──────── Material for the task
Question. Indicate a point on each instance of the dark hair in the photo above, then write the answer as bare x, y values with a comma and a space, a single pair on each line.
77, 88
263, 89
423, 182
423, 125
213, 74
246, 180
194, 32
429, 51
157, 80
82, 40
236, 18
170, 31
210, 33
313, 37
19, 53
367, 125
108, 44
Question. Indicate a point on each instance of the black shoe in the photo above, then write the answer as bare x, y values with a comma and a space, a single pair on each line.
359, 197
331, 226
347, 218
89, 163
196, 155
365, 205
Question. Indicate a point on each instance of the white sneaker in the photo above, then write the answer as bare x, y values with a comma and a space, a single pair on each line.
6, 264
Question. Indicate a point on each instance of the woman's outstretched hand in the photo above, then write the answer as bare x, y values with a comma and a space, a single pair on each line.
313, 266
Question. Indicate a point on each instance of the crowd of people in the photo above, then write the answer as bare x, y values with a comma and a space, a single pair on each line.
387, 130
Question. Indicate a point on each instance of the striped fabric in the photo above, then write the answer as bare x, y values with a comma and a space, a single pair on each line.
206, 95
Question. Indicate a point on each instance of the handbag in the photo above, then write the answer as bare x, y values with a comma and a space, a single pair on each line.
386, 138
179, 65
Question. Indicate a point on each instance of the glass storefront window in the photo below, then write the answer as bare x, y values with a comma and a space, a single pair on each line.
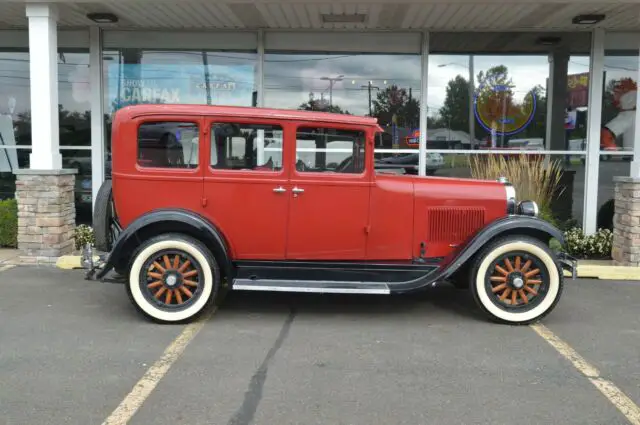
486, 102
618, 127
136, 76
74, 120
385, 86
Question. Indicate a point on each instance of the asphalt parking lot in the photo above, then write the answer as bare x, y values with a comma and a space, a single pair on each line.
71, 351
────────────────
──────── Material for the task
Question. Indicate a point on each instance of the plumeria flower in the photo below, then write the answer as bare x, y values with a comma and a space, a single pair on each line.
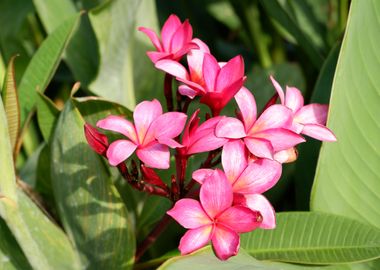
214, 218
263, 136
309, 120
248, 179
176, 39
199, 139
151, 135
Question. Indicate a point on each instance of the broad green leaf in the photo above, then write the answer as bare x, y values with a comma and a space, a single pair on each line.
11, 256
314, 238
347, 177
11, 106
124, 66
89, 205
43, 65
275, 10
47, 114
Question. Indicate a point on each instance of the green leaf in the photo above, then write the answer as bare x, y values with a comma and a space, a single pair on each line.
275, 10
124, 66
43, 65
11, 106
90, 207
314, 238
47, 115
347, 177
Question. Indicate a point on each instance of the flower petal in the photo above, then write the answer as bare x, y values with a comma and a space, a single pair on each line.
────────────────
Goal of the exercise → Render the part of the items that opens with the line containing "Question. Indicate a point on each instance of the green" and closes with the line containing "Question. Indicate a point on each instance of the flower" as a Markdown table with the columns Row and Line, numbering each line and leaving out blank lines.

Written answer →
| Row | Line |
|---|---|
| 1 | Question. Indicate a point on each instance of the green leaf in the photo above, then write the answer as bare x, y values with a comma and a space, a single pair on each line. |
| 2 | 275, 10 |
| 3 | 124, 66 |
| 4 | 43, 65 |
| 5 | 11, 106 |
| 6 | 90, 207 |
| 7 | 314, 238 |
| 8 | 47, 115 |
| 9 | 347, 177 |
| 10 | Question. Indicate a point on each instance of the flower petal in the photo above, then write the answer as bare x, y values with a comma and a space, a single pair on each line. |